• **Instructions to follow**
Restate verbatim the span of lines below between the line with "of the teacher" and the line with "Target: teacher standing", including those two lines, and only that span.

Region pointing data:
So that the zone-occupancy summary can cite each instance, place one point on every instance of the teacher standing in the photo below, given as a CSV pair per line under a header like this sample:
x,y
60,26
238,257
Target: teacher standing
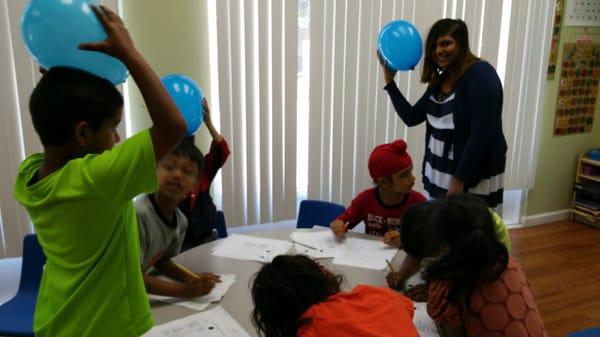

...

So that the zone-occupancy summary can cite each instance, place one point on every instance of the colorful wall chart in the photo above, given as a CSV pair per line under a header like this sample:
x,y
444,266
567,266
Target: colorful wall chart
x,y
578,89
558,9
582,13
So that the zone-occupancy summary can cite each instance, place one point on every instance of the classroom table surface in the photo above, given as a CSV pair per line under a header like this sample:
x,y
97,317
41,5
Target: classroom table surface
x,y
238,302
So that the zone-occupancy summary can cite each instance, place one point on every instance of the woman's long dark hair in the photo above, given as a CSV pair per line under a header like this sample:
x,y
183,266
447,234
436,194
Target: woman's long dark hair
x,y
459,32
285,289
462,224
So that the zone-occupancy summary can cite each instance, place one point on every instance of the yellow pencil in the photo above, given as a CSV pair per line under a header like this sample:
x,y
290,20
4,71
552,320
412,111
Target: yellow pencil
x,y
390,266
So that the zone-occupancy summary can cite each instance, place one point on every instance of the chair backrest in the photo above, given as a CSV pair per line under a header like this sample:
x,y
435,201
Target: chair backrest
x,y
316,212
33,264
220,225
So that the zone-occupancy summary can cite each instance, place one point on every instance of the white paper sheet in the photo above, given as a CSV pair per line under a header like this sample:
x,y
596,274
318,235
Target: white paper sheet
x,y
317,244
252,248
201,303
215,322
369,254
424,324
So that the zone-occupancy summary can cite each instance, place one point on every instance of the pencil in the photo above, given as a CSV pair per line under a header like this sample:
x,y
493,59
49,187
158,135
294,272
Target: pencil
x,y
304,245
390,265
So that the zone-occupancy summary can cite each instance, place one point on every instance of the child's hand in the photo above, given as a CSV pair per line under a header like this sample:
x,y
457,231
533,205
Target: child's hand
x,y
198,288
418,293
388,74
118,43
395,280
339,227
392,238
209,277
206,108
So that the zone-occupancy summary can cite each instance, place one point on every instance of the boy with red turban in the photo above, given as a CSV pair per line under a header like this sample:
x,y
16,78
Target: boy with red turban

• **Response for this exercise**
So that the zone-occupancy summary can cite each instance, place one point on every instance of the teacher standing in the photo below, given as a CSV pair per line under a header like this sample:
x,y
60,26
238,257
Target: teacher standing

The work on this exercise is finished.